» **TASK TO CARRY OUT**: The answer should contain every entry below, copied exactly.

» **RAW DATA**:

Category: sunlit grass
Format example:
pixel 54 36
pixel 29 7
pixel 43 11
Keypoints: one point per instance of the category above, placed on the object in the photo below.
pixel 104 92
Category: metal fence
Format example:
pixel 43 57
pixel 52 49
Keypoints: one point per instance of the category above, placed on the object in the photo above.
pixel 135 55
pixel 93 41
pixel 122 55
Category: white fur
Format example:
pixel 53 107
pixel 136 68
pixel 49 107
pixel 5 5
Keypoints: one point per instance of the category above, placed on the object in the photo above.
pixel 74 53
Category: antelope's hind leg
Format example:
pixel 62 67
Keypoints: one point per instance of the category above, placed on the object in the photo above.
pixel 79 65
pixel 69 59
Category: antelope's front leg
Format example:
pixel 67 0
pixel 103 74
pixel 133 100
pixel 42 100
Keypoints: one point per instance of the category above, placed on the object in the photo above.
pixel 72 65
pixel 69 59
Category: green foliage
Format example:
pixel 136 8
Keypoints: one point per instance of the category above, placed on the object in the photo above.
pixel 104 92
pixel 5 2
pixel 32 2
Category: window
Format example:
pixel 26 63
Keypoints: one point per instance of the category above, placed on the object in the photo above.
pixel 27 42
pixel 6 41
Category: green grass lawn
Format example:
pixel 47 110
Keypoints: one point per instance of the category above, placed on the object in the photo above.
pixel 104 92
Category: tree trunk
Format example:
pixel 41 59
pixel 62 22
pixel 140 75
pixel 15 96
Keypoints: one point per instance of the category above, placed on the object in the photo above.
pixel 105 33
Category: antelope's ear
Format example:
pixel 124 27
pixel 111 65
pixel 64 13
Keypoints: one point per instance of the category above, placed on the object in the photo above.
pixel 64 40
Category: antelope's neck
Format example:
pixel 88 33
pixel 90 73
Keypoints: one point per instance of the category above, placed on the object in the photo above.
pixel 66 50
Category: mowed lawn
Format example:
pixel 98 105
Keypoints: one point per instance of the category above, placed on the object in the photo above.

» **SOLUTION BELOW**:
Category: sunlit grass
Format example:
pixel 54 36
pixel 29 7
pixel 43 11
Keypoints: one point per instance of the category above, placed on the object in the photo below.
pixel 104 92
Category: metal fence
Format example:
pixel 43 57
pixel 52 49
Keypoints: one point per instance of the category above, placed on the object in the photo above.
pixel 135 55
pixel 93 41
pixel 122 55
Category: white fur
Format example:
pixel 53 107
pixel 136 68
pixel 49 107
pixel 5 5
Keypoints: one point per instance of the category above, placed on the object in the photo above.
pixel 74 53
Category: antelope's hind leg
Format example:
pixel 62 67
Keypoints: one point per instance of the category above, placed on the object in the photo above.
pixel 79 65
pixel 69 59
Category: antelope's front leg
Format example:
pixel 67 0
pixel 103 74
pixel 133 100
pixel 42 100
Keypoints: one point per instance of the category above, placed on the object in the photo above.
pixel 72 65
pixel 69 59
Category: green foliage
Format example:
pixel 136 8
Keypoints: one point per instance of the category above, placed on the object in the photo above.
pixel 104 92
pixel 5 2
pixel 32 2
Category: window
Format example:
pixel 26 63
Keypoints: one point per instance of the category above, placed on the object in the photo above.
pixel 27 42
pixel 6 41
Category: green grass lawn
Format example:
pixel 47 110
Keypoints: one point per instance of the category above, placed on the object in the photo above.
pixel 104 92
Category: tree trunk
Format example:
pixel 41 59
pixel 62 22
pixel 140 75
pixel 15 96
Keypoints: one point per instance of the category above, placed on the object in the photo above.
pixel 105 33
Category: antelope's ear
Format example:
pixel 124 27
pixel 111 65
pixel 64 13
Keypoints: one point per instance of the category above, placed on the object in the photo above.
pixel 64 40
Category: antelope's neck
Format example:
pixel 88 33
pixel 90 73
Keypoints: one point per instance of the category above, placed on the object in the photo above.
pixel 66 50
Category: mowed lawn
Format example:
pixel 98 105
Keypoints: one point per instance of the category above, placed on the object in the photo above.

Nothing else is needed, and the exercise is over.